• _Work instruction_:
Return, word for word, only the lines from the one containing "In this picture, where can the tree be" through the last line of the entries.

*** Data for this task Section Begins ***

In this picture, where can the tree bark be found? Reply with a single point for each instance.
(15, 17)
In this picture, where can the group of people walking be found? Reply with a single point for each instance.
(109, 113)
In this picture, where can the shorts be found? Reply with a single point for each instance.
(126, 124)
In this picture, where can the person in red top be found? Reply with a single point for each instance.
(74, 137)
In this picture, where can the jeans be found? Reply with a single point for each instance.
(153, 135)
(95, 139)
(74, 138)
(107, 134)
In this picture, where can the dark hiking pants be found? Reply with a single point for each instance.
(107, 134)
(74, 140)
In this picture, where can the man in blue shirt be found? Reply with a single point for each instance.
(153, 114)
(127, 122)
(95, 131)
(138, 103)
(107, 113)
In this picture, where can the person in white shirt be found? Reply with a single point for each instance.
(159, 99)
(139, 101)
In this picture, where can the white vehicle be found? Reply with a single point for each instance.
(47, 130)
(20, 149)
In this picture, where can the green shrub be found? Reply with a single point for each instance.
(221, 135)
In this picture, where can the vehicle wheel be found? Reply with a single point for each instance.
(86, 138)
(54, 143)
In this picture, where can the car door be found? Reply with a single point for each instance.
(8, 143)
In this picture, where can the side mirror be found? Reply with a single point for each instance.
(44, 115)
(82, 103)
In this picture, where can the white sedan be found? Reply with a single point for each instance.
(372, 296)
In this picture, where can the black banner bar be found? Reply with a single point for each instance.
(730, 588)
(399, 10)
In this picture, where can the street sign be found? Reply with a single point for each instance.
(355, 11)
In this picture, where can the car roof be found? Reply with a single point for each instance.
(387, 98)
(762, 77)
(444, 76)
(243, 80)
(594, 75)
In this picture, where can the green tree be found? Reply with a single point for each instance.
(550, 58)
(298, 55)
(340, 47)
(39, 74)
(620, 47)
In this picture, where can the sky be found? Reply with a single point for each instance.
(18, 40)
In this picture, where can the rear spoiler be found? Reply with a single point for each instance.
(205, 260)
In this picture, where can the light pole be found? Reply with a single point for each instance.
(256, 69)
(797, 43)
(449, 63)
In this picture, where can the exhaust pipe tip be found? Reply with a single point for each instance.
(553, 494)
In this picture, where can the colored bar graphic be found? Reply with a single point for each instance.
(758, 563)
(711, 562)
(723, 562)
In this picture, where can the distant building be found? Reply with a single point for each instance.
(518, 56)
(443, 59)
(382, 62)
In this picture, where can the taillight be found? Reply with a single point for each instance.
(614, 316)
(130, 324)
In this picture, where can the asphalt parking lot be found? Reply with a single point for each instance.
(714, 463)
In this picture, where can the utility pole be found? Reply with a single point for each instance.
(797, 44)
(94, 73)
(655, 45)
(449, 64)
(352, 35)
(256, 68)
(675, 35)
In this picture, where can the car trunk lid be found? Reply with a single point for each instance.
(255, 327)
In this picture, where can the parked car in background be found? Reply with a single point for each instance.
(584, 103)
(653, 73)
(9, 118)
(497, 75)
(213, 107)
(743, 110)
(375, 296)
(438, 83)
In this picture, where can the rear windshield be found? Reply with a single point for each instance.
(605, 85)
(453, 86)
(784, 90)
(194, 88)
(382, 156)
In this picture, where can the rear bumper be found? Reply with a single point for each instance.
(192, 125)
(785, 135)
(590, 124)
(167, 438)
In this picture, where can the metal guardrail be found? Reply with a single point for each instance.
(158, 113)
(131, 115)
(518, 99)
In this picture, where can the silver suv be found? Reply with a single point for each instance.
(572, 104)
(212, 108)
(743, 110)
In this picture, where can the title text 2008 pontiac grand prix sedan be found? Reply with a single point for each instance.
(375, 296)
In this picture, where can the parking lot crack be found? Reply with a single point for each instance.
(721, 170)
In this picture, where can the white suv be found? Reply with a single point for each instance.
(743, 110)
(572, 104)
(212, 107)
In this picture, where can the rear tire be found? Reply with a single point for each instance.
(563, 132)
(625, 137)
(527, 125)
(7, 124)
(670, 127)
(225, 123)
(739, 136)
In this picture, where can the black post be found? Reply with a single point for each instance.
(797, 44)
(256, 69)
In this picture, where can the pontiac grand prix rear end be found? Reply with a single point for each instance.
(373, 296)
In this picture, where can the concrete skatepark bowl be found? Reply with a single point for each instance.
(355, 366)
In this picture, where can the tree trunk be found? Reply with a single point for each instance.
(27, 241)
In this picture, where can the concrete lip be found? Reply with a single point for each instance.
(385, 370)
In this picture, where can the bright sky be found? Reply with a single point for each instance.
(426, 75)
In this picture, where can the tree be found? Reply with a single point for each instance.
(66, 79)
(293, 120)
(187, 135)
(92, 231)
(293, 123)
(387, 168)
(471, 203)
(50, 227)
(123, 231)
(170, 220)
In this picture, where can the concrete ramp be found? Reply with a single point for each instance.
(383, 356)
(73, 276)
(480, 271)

*** Data for this task Section Ends ***

• _Problem solution_:
In this picture, where can the tree be found? Reply with a single point for each instance.
(66, 79)
(293, 120)
(187, 135)
(92, 231)
(293, 123)
(387, 168)
(471, 203)
(50, 227)
(123, 231)
(170, 220)
In this picture, where can the concrete ramp be found? Reply with a single point for each instance.
(383, 356)
(73, 276)
(480, 271)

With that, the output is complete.